Output the data word for word, dropping every image.
Source records Block Start
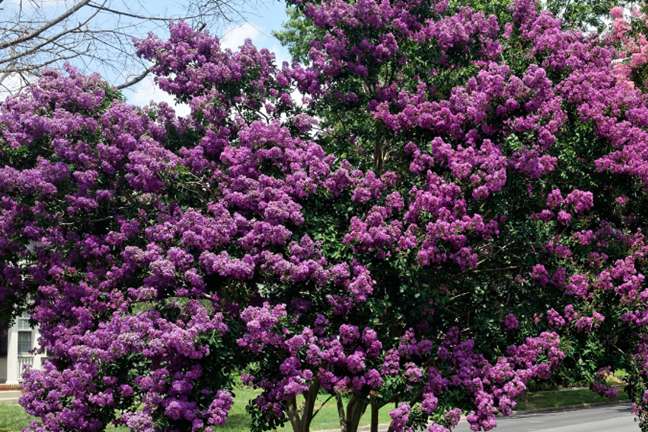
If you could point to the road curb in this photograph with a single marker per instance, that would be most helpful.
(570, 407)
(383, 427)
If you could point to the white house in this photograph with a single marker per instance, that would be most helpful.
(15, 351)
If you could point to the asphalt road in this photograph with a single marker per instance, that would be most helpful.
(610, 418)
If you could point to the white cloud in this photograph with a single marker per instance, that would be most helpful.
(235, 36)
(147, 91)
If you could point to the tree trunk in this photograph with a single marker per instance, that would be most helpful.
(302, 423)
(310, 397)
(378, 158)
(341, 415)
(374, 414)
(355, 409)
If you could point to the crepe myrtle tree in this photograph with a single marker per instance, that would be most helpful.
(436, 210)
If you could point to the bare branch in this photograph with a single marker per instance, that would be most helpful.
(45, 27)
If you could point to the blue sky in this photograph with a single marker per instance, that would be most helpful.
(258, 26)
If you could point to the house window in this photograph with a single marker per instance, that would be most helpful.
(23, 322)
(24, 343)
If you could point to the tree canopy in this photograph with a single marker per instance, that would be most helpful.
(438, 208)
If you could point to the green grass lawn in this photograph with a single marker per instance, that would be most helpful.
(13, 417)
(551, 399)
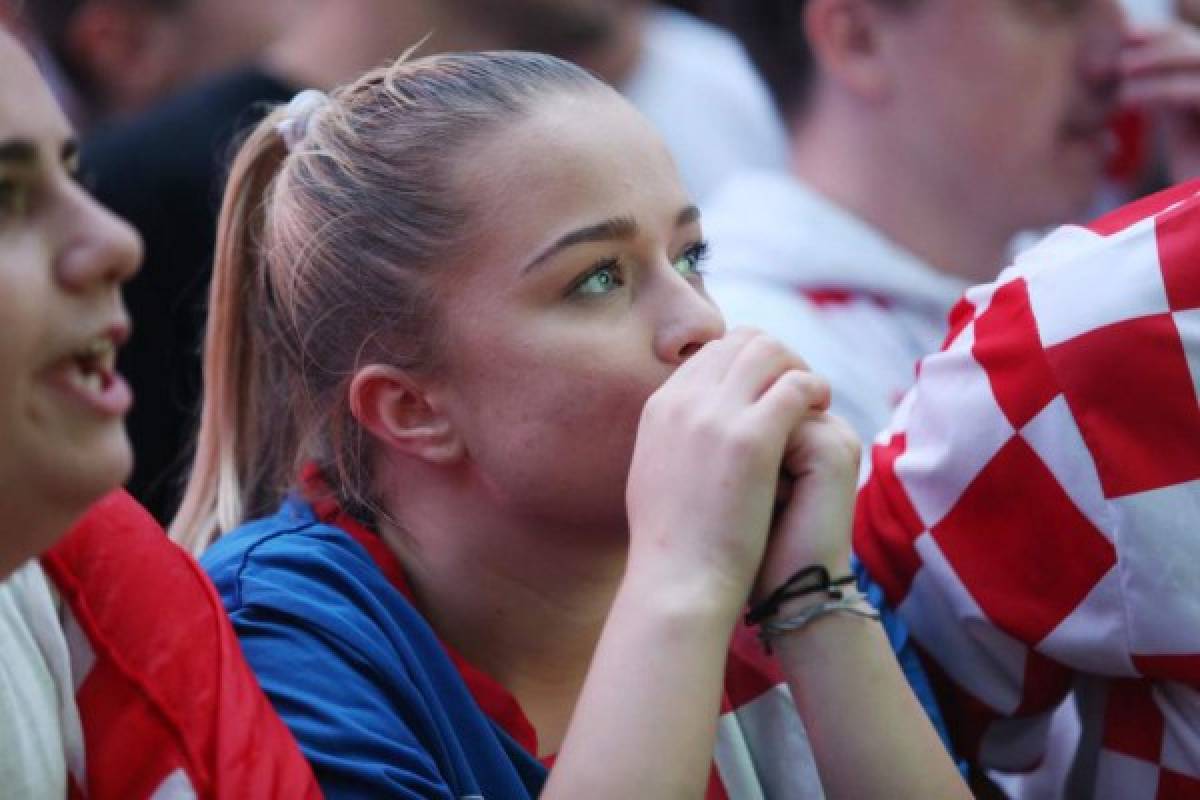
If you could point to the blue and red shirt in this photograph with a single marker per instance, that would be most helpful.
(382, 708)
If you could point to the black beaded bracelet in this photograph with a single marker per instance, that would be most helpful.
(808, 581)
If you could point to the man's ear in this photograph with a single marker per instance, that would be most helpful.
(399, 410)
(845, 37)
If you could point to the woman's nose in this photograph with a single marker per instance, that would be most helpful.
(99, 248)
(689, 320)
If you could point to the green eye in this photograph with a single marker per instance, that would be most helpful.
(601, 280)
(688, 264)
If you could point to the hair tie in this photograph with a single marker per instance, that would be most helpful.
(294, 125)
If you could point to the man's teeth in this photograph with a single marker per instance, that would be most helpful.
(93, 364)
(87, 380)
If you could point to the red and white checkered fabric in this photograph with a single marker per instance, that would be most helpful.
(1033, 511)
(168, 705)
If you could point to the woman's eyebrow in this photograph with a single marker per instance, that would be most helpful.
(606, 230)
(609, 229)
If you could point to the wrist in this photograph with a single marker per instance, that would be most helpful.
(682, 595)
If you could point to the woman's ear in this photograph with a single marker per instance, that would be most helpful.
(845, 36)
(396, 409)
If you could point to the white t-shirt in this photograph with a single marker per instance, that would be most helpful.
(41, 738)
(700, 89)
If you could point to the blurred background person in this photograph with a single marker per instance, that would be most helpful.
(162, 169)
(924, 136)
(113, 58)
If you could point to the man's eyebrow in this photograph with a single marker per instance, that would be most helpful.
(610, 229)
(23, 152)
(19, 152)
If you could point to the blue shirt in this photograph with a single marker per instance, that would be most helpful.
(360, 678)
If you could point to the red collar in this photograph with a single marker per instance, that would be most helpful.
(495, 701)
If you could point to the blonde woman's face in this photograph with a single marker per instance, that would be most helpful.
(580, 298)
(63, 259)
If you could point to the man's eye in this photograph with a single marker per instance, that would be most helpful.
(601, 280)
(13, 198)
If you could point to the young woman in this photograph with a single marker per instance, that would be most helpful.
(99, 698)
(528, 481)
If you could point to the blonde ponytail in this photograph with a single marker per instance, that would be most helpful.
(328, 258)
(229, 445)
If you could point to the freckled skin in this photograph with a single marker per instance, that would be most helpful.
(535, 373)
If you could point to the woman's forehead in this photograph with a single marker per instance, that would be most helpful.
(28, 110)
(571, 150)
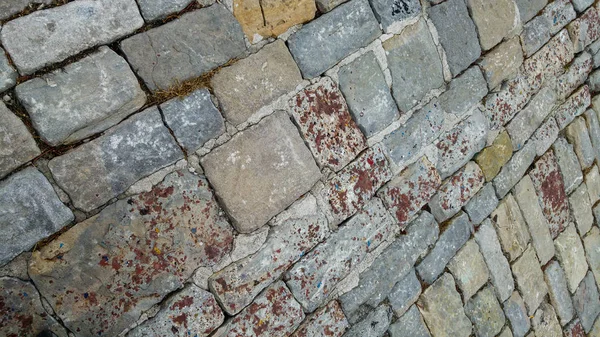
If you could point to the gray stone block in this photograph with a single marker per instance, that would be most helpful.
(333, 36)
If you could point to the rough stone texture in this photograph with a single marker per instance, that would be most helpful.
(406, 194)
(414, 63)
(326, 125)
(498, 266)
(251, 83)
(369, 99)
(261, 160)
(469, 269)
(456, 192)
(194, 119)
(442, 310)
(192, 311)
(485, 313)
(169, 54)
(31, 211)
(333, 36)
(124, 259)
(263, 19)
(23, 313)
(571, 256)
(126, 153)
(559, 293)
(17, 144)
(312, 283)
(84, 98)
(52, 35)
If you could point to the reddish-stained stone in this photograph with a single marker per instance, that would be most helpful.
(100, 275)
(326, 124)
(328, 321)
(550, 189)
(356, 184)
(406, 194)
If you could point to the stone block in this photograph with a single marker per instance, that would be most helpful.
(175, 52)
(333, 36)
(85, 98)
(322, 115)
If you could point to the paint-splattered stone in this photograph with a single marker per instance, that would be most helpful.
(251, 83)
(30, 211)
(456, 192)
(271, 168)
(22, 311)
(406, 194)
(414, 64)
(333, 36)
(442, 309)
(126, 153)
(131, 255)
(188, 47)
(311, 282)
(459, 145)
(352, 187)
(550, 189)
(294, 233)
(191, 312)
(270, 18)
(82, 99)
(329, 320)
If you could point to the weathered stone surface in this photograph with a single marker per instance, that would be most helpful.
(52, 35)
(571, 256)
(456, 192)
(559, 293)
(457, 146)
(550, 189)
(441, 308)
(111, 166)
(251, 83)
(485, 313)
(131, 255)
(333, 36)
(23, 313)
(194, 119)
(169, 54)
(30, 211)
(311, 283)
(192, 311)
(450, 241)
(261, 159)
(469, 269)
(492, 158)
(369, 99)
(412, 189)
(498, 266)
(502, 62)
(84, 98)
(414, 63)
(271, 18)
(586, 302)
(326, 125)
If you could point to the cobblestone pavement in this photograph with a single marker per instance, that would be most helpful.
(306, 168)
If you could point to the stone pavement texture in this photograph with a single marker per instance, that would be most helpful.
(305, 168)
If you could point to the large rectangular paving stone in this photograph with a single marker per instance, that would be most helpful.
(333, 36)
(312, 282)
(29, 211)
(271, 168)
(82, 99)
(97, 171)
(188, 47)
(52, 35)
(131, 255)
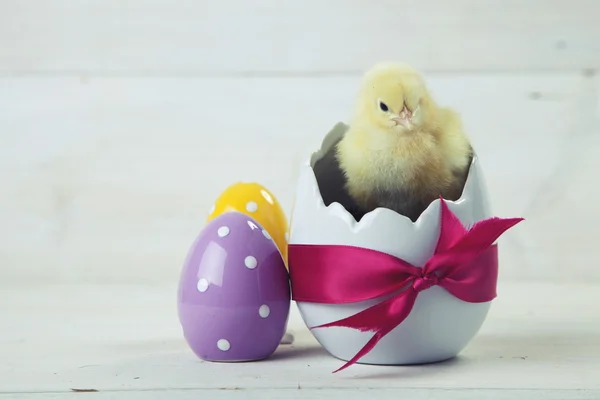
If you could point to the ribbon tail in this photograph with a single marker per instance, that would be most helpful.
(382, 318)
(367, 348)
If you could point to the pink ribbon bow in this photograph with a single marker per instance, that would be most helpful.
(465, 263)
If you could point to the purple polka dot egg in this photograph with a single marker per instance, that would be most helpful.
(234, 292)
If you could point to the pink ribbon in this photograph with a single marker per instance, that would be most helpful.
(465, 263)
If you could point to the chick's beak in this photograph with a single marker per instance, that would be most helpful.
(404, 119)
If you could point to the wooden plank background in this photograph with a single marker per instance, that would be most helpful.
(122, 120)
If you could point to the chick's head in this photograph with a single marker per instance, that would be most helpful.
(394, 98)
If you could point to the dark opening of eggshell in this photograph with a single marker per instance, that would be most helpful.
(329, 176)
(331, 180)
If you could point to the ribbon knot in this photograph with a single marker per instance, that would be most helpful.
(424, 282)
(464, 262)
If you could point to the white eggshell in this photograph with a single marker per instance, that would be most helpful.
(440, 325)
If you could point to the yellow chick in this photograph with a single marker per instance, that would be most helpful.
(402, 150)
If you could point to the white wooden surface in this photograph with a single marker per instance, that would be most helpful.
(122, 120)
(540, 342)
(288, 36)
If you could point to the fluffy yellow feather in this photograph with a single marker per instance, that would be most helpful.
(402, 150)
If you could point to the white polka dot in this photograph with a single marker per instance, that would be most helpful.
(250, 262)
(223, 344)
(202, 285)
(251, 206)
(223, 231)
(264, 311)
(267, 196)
Source records Block End
Response area.
If you could point to the road curb in this photograph with a single marker per instance, that would be most helpful.
(570, 407)
(383, 427)
If you could point to the white house in this photograph with a single marker per instance, that would be most helpful.
(15, 351)
If you could point to the asphalt road in this photograph with a single marker per instance, that would be most helpful.
(610, 418)
If you could point to the white cloud in this photograph with a single marker per instance, that would be most helpful.
(235, 36)
(147, 91)
If you could point to the tree trunk in this photograph with a single marker per instance, that would be most helpful.
(302, 423)
(310, 397)
(378, 158)
(341, 415)
(374, 414)
(355, 409)
If you could point to the crepe myrtle tree in this photograph with a single marker per instance, that would be most helpful.
(436, 210)
If you could point to the bare branch in this photograph with a single marker per instance, that would be most helpful.
(45, 27)
If you could point to the blue sky in this photograph with a single marker per instance, that would be most helpful.
(258, 26)
If you could point to the house window in this photograph with a single marker per instance, that would be most helpful.
(23, 322)
(24, 343)
If you could point to the tree canopy in this photograph with a single marker per instance, that would be most helpful.
(438, 208)
If you could point to the green grass lawn in this photograph with a single marker per instance, that would be most helpful.
(13, 417)
(551, 399)
If you could point to the blue and red shirt in this photograph with a single marker per instance, that would be most helpful.
(382, 708)
If you could point to the black beaded bracelet in this photograph with a single marker per instance, that would be most helpful.
(808, 581)
If you could point to the man's ear in this photograph with a single marker per instance, that would be most helpful.
(399, 410)
(845, 37)
If you could point to the woman's nose in this photograph with a single marker per instance, that would be most helpful.
(99, 248)
(689, 320)
If you could point to the green eye in this photograph with a single marker per instance, that would be most helpful.
(601, 280)
(688, 264)
If you could point to the hair tie in this photograph with a single marker per instance, that would be most helpful.
(294, 125)
If you could point to the man's teeth in this photograph with a single marker per instance, that would be most helpful.
(93, 364)
(87, 380)
If you could point to the red and white checkered fabric in this photograph with a single marker per instance, that would be most helpful.
(1033, 511)
(168, 705)
If you could point to the woman's eyebrow in this photograph with a single marker per instance, that would be most helpful.
(606, 230)
(609, 229)
If you could point to the wrist in this photograph with a single marker per instance, that would be most helpful.
(682, 595)
If you could point to the woman's ear in this photograph with a single marker per instance, that would be most helpful.
(845, 36)
(396, 409)
If you could point to the white t-shirt in this photograph with a single marker per instance, that would be most helpful.
(41, 738)
(700, 89)
If you could point to the blurred background person in this photograph with a single marker per instance, that would be most helpful.
(162, 169)
(924, 136)
(113, 58)
If you could point to the man's eyebrow in this photograph with a single marker per instance, that would be most helpful.
(610, 229)
(23, 152)
(19, 152)
If you could point to the blue shirt in this photograph with a single marker per instance, that would be most helpful.
(360, 678)
If you could point to the red collar in this photograph with a single marker per instance, that would be most helpful.
(495, 701)
If you could point to the blonde woman's face in this photograph with a single marker per instance, that would be most helpful.
(580, 298)
(63, 259)
If you could point to the man's eye in this photograph with a single marker per instance, that would be most helpful.
(601, 280)
(13, 198)
If you could point to the young woman in this photograph with a single marker per instance, that would be most helpful.
(99, 698)
(528, 481)
If you could point to the blonde ponytail in this photograph with a single marker per instance, that would be most helpful.
(328, 258)
(229, 445)
If you could point to the freckled skin in this photograph with a single marker per instance, that would be most helpful.
(535, 373)
If you could point to the woman's forehead in this photograph with a single marker per instance, that would be most helpful.
(28, 110)
(571, 150)
If you could point to the gray stone block in this photograph with a single marker per instance, that would be most helpful.
(333, 36)
If you could point to the rough stone texture in this photograph with a single marker per instance, that would be most helpful.
(406, 194)
(414, 63)
(326, 125)
(498, 266)
(251, 83)
(369, 99)
(261, 160)
(469, 269)
(456, 192)
(194, 119)
(442, 310)
(192, 311)
(485, 313)
(169, 54)
(31, 211)
(333, 36)
(124, 259)
(263, 19)
(23, 313)
(571, 256)
(126, 153)
(559, 293)
(17, 144)
(312, 283)
(84, 98)
(52, 35)
If you could point to the reddish-stained stone in this photograph with a single marker per instance, that would be most helpful.
(100, 275)
(326, 124)
(328, 321)
(550, 189)
(356, 184)
(406, 194)
If you could point to the stone block in this photograph with a single marker per instance, that would be most helpful.
(175, 52)
(333, 36)
(85, 98)
(322, 115)
If you could point to the paint-splattered stone in this photograph with a single marker per instance, that would be most helpful.
(251, 83)
(30, 211)
(456, 192)
(271, 168)
(22, 311)
(406, 194)
(414, 64)
(333, 36)
(442, 309)
(126, 153)
(131, 255)
(188, 47)
(311, 282)
(459, 145)
(352, 187)
(550, 189)
(294, 233)
(191, 312)
(270, 18)
(82, 99)
(329, 320)
If you could point to the weathered stone surface in this photograph with a single marker per instance, that would be most helpful.
(52, 35)
(571, 256)
(456, 192)
(559, 293)
(457, 146)
(550, 189)
(441, 308)
(111, 166)
(251, 83)
(485, 313)
(131, 255)
(333, 36)
(23, 313)
(194, 119)
(169, 54)
(30, 211)
(311, 283)
(192, 311)
(450, 241)
(261, 159)
(469, 269)
(492, 158)
(369, 99)
(412, 189)
(498, 266)
(502, 62)
(84, 98)
(414, 63)
(271, 18)
(586, 302)
(326, 125)
If you could point to the cobblestone pavement in this photograph with a single marker per instance, that would be most helpful.
(306, 168)
If you could point to the stone pavement texture in this photograph with a single marker per instance, that would be most helpful.
(305, 168)
If you could point to the large rectangular paving stone in this photograph with a single marker per instance, that would be most helpful.
(333, 36)
(312, 282)
(29, 211)
(271, 168)
(82, 99)
(97, 171)
(188, 47)
(52, 35)
(131, 255)
If you could point to the ribbon tail in this photograph with a single marker per instance, that would be most helpful.
(382, 318)
(367, 348)
If you could point to the pink ribbon bow in this photograph with a single marker per instance, that would be most helpful.
(465, 263)
If you could point to the purple polka dot egg in this photograph with a single marker per instance, that would be most helpful.
(234, 292)
If you could point to the pink ribbon in this photograph with a single marker per instance, that would be most helpful.
(465, 263)
If you could point to the chick's beak in this photograph with a single marker per instance, that would be most helpful.
(404, 119)
If you could point to the wooden plank background in this photograph with a single marker per instance, that would be most helpful.
(122, 120)
If you could point to the chick's head in this photograph with a single marker per instance, that would be most helpful.
(394, 98)
If you could point to the dark opening of eggshell in this photograph with a single marker per instance, that would be most helpful.
(329, 176)
(331, 180)
If you could point to the ribbon knot in this photograph with a single marker per instance, that would be most helpful.
(424, 282)
(464, 262)
If you could point to the white eggshell in this photograph with a single marker per instance, that would be most helpful.
(440, 325)
If you could point to the yellow chick in this photograph with a single marker per instance, that would be most helpful.
(402, 150)
If you could point to the white wooden surface in this photograph with a single marker per instance, that would be most helpful.
(122, 120)
(540, 342)
(288, 36)
If you could point to the fluffy yellow feather in this photograph with a single marker per instance, that would be most helpful.
(402, 150)
If you could point to the white polka dot in this photograph with a single marker per instance, that would be most helpful.
(250, 262)
(223, 344)
(202, 285)
(251, 206)
(223, 231)
(264, 311)
(267, 196)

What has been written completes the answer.